→ Problem description: Quote the line containing "I would be grateful if you could spot the person" and all lines that follow it in the listing below, exactly as written.

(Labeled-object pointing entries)
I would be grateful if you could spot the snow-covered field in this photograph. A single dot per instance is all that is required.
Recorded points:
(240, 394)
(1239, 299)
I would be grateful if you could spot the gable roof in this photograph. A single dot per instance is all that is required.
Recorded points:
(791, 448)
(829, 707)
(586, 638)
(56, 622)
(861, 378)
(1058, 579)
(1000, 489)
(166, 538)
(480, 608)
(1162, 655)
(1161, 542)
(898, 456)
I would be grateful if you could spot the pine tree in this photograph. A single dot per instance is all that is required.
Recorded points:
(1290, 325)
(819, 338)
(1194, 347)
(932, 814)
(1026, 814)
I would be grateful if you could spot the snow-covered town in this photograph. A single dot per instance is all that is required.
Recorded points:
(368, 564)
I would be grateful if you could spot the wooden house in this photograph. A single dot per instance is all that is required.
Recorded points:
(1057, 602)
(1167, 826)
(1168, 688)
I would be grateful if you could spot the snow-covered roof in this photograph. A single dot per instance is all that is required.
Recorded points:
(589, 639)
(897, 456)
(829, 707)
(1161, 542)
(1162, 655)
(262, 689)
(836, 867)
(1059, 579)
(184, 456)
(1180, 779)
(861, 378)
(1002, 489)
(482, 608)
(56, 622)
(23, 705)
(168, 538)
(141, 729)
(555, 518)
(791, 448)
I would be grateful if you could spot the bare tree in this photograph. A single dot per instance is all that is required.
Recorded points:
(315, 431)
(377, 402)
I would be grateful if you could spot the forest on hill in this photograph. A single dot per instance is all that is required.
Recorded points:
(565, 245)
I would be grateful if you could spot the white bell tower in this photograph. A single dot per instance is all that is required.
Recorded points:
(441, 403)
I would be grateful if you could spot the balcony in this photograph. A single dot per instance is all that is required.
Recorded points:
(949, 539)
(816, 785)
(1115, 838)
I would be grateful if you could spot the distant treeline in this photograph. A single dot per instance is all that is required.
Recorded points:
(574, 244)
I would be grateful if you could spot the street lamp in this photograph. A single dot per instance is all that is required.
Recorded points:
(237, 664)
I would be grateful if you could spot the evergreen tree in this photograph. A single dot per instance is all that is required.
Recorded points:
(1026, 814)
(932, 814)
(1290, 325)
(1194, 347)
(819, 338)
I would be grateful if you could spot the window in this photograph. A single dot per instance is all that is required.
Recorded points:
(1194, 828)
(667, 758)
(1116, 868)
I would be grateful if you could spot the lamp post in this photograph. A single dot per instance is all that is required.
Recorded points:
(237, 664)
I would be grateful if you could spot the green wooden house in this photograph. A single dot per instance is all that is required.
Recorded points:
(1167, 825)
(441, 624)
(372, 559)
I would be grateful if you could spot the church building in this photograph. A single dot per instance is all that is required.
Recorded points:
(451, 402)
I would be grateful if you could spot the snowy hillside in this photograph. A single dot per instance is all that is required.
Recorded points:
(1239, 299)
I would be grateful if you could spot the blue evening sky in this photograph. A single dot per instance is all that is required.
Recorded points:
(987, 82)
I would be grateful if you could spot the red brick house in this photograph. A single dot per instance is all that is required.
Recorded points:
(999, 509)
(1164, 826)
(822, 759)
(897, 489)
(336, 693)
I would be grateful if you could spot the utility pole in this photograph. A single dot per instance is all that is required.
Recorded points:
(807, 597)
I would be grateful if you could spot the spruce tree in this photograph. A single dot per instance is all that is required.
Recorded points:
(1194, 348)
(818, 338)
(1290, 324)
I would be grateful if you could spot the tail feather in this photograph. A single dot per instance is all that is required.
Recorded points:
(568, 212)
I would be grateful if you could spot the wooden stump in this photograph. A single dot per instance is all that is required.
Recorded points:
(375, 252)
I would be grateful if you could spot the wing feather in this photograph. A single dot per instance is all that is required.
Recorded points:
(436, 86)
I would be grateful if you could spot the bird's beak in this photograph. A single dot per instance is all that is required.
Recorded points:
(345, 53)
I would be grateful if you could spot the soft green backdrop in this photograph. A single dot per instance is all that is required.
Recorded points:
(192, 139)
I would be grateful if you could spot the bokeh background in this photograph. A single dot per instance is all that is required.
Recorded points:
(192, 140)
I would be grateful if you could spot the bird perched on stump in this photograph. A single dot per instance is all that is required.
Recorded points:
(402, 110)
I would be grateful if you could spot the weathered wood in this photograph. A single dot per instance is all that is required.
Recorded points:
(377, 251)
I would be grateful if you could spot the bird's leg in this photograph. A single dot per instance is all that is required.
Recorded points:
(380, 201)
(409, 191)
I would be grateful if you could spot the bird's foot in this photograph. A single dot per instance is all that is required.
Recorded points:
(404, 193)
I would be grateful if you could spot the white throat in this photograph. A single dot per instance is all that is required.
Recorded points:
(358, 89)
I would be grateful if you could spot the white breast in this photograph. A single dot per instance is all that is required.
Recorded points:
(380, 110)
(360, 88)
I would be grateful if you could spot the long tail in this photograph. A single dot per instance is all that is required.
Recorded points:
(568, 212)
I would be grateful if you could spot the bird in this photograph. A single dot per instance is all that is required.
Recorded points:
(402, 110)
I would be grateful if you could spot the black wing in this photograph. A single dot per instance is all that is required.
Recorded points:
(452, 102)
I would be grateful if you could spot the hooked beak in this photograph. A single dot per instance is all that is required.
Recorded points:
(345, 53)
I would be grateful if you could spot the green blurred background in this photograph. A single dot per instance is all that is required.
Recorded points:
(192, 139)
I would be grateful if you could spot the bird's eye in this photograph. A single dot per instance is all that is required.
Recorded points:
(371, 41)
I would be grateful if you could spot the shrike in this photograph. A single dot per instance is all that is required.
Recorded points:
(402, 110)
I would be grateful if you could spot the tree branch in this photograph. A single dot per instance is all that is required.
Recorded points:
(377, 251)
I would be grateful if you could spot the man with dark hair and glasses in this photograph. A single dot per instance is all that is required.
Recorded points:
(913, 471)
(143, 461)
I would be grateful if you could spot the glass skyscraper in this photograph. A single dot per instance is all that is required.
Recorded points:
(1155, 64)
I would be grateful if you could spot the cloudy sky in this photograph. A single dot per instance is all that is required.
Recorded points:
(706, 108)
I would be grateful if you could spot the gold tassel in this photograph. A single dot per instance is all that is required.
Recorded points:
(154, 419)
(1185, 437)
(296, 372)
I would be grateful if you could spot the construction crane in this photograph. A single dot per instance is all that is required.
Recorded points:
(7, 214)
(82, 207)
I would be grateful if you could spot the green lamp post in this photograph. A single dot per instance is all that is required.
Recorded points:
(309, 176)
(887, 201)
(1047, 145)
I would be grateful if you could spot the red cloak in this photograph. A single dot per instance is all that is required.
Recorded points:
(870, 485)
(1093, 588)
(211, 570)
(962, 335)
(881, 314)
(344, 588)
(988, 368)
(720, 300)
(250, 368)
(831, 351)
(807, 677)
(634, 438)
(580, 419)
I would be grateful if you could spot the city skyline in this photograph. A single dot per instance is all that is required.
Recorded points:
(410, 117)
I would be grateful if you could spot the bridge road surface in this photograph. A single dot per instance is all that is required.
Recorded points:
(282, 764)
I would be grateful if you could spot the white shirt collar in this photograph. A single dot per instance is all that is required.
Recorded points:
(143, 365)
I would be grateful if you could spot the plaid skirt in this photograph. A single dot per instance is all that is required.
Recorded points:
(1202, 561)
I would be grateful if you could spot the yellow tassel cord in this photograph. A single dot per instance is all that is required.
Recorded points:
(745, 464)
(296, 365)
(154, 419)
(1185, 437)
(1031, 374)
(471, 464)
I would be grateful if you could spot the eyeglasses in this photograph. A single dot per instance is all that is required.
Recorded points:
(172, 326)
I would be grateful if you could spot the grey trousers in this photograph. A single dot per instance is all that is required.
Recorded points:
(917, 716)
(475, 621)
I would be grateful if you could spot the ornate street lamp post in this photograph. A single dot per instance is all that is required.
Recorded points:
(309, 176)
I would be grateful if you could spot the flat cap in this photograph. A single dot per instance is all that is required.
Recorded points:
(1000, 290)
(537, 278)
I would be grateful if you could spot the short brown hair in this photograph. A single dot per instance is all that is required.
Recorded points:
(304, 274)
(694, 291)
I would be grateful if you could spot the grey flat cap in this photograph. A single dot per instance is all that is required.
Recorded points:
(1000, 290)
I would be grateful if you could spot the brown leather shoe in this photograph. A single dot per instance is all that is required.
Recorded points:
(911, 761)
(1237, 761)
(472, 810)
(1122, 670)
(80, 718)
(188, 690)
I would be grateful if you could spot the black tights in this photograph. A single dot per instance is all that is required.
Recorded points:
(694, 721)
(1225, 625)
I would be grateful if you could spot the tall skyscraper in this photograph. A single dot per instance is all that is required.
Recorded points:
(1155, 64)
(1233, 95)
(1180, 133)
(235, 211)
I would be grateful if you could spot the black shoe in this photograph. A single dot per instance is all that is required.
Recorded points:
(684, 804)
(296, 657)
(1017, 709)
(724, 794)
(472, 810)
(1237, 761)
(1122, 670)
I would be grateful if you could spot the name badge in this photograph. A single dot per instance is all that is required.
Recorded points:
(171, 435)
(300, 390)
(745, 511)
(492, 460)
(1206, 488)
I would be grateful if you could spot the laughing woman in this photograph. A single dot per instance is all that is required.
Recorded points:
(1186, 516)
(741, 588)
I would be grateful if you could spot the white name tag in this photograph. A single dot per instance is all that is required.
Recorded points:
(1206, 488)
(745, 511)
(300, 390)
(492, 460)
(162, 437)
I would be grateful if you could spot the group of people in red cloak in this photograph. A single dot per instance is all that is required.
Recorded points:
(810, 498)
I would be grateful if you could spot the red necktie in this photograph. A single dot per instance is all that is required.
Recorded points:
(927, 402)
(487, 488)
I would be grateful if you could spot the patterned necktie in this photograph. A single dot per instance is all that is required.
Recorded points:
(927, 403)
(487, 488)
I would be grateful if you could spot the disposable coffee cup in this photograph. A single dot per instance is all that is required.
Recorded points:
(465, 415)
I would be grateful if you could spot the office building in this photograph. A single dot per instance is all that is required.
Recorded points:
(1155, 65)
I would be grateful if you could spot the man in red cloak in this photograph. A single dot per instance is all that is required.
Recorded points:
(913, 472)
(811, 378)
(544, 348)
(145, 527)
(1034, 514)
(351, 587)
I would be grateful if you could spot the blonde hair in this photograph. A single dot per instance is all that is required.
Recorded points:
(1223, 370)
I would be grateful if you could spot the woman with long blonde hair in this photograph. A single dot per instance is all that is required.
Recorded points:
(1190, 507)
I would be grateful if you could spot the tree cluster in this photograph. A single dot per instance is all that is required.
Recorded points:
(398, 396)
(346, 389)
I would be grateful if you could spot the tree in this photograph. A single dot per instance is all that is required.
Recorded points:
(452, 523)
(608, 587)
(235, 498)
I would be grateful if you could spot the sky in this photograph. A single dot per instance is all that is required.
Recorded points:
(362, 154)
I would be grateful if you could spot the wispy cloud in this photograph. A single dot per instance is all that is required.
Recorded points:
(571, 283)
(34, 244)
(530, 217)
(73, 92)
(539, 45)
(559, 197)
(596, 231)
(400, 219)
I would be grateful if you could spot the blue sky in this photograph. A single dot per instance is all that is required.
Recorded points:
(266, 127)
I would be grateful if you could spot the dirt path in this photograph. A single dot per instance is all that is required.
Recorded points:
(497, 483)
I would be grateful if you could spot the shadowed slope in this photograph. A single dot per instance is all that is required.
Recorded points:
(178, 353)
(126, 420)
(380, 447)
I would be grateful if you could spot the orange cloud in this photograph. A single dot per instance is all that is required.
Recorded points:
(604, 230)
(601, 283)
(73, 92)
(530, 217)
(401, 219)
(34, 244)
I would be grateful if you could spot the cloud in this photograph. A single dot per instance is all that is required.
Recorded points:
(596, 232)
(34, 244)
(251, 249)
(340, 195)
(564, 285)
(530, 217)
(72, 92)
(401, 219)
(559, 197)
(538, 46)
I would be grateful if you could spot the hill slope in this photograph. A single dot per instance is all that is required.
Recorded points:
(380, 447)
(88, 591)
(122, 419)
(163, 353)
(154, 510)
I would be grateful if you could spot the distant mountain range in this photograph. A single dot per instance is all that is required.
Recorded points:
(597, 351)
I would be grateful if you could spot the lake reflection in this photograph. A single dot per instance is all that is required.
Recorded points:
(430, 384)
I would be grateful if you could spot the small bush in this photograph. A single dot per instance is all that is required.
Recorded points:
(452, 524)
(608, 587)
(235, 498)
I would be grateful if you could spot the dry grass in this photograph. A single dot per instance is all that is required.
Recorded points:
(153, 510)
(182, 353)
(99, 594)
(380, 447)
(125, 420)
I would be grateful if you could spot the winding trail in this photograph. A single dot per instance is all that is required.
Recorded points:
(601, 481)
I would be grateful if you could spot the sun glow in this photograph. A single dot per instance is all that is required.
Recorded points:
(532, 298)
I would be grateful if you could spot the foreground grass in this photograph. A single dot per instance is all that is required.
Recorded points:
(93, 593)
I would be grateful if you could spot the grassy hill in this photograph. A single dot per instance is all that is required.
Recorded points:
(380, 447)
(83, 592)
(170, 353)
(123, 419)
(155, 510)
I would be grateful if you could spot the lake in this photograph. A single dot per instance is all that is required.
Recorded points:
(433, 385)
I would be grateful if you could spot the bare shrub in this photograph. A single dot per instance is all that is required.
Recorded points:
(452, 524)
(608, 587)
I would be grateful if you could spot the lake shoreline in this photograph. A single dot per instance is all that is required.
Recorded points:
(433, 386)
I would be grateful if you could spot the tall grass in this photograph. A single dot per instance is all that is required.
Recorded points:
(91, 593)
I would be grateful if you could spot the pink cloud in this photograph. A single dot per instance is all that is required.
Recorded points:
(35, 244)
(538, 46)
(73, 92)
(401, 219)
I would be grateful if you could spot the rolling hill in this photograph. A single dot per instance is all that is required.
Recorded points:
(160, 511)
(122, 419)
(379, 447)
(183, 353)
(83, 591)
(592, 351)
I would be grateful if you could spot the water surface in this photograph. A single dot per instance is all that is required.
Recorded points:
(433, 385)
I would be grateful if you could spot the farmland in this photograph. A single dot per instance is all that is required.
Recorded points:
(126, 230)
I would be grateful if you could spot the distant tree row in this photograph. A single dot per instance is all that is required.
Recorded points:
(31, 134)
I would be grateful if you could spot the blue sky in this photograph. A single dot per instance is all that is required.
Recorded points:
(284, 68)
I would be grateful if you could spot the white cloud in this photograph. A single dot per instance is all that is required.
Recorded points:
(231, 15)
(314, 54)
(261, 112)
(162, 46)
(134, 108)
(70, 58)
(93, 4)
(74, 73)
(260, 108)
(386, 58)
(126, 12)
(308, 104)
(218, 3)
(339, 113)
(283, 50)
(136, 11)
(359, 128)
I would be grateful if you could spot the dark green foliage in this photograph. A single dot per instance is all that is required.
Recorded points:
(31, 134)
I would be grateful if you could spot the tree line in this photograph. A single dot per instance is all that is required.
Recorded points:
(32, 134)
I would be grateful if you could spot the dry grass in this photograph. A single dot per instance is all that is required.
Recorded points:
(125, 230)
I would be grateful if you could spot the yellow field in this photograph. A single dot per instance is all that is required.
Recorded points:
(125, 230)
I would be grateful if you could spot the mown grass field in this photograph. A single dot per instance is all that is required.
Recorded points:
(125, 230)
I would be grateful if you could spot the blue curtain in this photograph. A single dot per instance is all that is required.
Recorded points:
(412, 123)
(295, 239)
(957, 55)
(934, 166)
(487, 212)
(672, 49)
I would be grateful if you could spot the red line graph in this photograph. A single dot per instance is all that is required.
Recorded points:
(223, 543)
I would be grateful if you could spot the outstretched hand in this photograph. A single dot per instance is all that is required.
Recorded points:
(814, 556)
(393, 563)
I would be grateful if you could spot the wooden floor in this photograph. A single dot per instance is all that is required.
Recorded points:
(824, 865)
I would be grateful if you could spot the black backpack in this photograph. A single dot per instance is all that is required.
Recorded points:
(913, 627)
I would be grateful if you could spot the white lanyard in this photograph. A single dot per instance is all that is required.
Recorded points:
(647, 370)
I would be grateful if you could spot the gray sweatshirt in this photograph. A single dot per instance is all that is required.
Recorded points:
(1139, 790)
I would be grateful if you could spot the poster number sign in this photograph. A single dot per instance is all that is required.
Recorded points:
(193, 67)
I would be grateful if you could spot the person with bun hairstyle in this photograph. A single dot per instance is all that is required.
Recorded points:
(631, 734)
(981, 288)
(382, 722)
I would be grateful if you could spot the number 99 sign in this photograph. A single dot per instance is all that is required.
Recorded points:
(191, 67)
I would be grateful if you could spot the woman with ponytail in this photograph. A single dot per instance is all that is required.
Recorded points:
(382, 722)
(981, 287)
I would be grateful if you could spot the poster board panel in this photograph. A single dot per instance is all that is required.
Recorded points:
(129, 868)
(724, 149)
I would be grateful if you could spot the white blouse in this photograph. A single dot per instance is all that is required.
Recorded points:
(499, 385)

→ Solution for this exercise:
I would be grateful if you could spot the person with bun hairstyle in this photograph. A single dot per instance is all that is required.
Recorded points:
(631, 734)
(981, 288)
(382, 722)
I would be grateful if you could spot the number 99 sign in this photograph. A single dot per instance is all that is required.
Recorded points:
(191, 67)
I would be grateful if you could spot the woman with ponytail in this photograph. A single dot per instance is all that is required.
Recorded points:
(382, 722)
(981, 287)
I would be grateful if you could spot the poster board panel in this photograph. A single dot per instance is all that is required.
Recorded points:
(129, 868)
(724, 149)
I would be grateful if you could spot the white blouse in this photograph. A single dot per instance is all that is required.
Recorded points:
(499, 385)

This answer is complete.